§ TASK GOAL
When you write the records again, keep every line exactly as it was.

§ MATERIAL TO PROCESS
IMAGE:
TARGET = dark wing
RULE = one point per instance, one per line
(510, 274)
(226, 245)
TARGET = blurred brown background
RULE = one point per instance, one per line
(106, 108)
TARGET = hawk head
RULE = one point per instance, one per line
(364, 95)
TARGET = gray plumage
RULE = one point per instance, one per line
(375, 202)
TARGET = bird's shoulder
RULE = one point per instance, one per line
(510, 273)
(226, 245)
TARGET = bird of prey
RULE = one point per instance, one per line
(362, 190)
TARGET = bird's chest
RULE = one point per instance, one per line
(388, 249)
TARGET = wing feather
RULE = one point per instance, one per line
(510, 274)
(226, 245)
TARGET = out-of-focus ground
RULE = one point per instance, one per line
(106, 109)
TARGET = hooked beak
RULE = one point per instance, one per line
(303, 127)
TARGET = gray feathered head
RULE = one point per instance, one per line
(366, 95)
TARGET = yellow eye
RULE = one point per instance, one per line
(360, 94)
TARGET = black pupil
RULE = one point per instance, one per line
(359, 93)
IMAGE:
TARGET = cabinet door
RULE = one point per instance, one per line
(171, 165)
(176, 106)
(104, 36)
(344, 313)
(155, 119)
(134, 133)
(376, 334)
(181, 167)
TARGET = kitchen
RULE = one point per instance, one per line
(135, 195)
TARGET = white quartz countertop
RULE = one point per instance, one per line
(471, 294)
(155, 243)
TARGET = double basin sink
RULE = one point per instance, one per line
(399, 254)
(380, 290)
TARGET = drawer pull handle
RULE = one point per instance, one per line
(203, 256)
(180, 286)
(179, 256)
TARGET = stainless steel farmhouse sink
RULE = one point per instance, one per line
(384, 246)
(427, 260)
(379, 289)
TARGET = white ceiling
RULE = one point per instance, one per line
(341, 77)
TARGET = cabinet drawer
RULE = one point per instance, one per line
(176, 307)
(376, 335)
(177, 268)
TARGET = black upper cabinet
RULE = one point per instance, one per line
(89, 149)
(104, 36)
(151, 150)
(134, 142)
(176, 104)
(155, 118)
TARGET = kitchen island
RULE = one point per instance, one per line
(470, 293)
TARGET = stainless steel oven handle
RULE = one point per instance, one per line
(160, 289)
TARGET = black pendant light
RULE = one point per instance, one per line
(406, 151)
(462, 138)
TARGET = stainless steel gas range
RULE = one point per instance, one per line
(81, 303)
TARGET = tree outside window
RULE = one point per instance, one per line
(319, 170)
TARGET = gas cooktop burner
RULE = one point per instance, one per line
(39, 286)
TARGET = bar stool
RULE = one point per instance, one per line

§ RESULT OF THE TASK
IMAGE:
TARGET = dark wing
RULE = one point per instance, one per line
(510, 274)
(226, 245)
TARGET = blurred brown background
RULE = one point per instance, one per line
(106, 108)
TARGET = hawk head
RULE = one point per instance, one per line
(364, 95)
TARGET = gray plumage
RULE = one point per instance, one per line
(375, 202)
TARGET = bird's shoulder
RULE = one point per instance, one per line
(510, 273)
(226, 245)
TARGET = bird of prey
RULE = one point per instance, one per line
(362, 190)
TARGET = bird's chest
RULE = one point per instance, one per line
(388, 249)
TARGET = wing feather
RULE = one point per instance, one per line
(510, 274)
(226, 245)
TARGET = out-of-focus ground
RULE = one point per instance, one per line
(106, 109)
TARGET = hooked beak
RULE = one point per instance, one per line
(303, 127)
TARGET = gray feathered head
RULE = one point per instance, one per line
(366, 95)
TARGET = yellow eye
RULE = one point per instance, one per line
(360, 94)
TARGET = black pupil
RULE = one point per instance, one per line
(359, 93)
IMAGE:
TARGET = cabinet door
RULE = one point per instance, one per line
(171, 165)
(176, 106)
(104, 36)
(344, 313)
(155, 119)
(134, 133)
(376, 334)
(181, 167)
TARGET = kitchen
RULE = one point per instance, one per line
(135, 195)
TARGET = white quartz countertop
RULE = one point per instance, one per line
(471, 294)
(155, 243)
TARGET = double basin sink
RULE = one point per instance, one per line
(399, 254)
(380, 290)
TARGET = drawer pull handle
RULE = one point per instance, one per line
(203, 256)
(180, 286)
(179, 256)
TARGET = stainless steel farmhouse sink
RULE = one point per instance, one per line
(384, 246)
(427, 260)
(379, 289)
TARGET = white ceiling
RULE = one point per instance, one per line
(341, 77)
TARGET = cabinet drawer
RULE = one point per instance, one per line
(176, 307)
(376, 335)
(177, 268)
TARGET = black upper cabinet
RULE = one point per instance, one per line
(89, 149)
(104, 36)
(151, 150)
(134, 142)
(176, 104)
(155, 118)
TARGET = kitchen island
RULE = one point per instance, one per line
(470, 293)
TARGET = stainless steel oven handle
RULE = one point per instance, one per line
(160, 289)
TARGET = black pendant light
RULE = one point per instance, one per line
(406, 151)
(462, 138)
TARGET = stainless steel gas range
RULE = one point per instance, one per line
(81, 303)
TARGET = tree outside window
RULE = one point per instance, one per line
(319, 170)
TARGET = gas cooktop burner
RULE = one point per instance, one per line
(39, 286)
TARGET = bar stool
RULE = one point per instance, one per line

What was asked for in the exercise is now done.